*Excerpted text*.
By Bob Sacha and Maisie Crow


Interstate 4 bisects the center of America's most notorious swing state, running 132 miles from Tampa, through Orlando and ending near Daytona Beach. Fifty-five percent of Florida voters live in the I-4 corridor. It is often where elections are decided in a state that has frequently switched sides, voting for Republicans seven times and Democrats three times in the past 10 elections, and voting for the winning presidential candidate 90 percent of that time.


For the final installment of our Road Trip video series for Campaign 2012, Yahoo News headed to Florida in search of the exotic, perhaps mythical, undecided voter. Here are three of our conversations.


'I have been registered to vote for seven years, and I have never voted.'



In a state filled with colorful characters, Eve Banks, 25, entertains many of them at the Mons Venus club in Tampa. She also travels extensively for her work as an exotic dancer. Eve Banks is a stage name: "I don't want girls from my sorority looking me up online," she says.

*Apply what you read*.
A: In the text about undecided Florida voters, why does Eve Banks use a stage name? Answer in one to three sentences.
B: Carry the text about undecided Florida voters forward from its last sentence.
The records that follow are not needed for the tasks on the text about undecided Florida voters.

*Provided data*.
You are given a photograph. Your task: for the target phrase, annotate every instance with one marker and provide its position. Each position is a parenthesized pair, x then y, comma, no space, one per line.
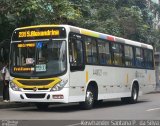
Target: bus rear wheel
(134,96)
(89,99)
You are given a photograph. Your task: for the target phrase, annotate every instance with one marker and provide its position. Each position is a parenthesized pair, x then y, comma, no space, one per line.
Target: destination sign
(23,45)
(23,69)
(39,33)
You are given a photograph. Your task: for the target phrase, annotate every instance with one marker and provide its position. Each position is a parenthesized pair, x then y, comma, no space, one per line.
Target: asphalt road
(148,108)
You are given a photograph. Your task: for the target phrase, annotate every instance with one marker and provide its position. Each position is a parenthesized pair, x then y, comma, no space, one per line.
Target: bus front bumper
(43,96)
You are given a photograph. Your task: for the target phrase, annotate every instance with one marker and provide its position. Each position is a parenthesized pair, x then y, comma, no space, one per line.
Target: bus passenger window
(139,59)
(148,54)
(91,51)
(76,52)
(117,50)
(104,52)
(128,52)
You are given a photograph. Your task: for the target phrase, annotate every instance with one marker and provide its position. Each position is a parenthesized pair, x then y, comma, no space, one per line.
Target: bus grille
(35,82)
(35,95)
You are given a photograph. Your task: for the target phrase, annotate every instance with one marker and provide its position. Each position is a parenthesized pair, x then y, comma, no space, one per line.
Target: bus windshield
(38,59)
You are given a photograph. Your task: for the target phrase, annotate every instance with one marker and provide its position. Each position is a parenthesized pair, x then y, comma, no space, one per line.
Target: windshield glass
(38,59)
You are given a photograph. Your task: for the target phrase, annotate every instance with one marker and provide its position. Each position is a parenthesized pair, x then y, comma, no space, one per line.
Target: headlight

*Results for each task*.
A: She uses a stage name because she does not want girls from her sorority looking her up online.

B:
"I'm living a version of the American dream," she told Yahoo News. "It's not like the white picket fence, but I do have the dogs and I do have the husband. And I have everything I want. It's just kind of a different way of achieving it."


In the 2012 presidential election, Banks will be voting for the first time, casting a ballot for Barack Obama, she says, because of his support for women. "I generally don't care about politics because I feel like little old me does not make a difference," she said. "But this year I think is a lot different than previous years because of what's at stake right now.


"There was a lot of discrimination against women, believe it or not, not even that long ago really if you think about it. And that'll all change if we don't put the right person in the position," Banks said. "No woman wants a government to control her body or her choices."


'It has gotten pretty ugly between the two. I'm not sure I would want to be a part of it.'



Lloyd Parker, 33, hasn't decided how he is going to vote. He was working for a land development company in Lake Tahoe in Nevada until business started to slow down. His best friend lured him to Florida to become an entrepreneur by starting the Savage Race, an obstacle race in the mud. We hung out with him during their third race in Dade City.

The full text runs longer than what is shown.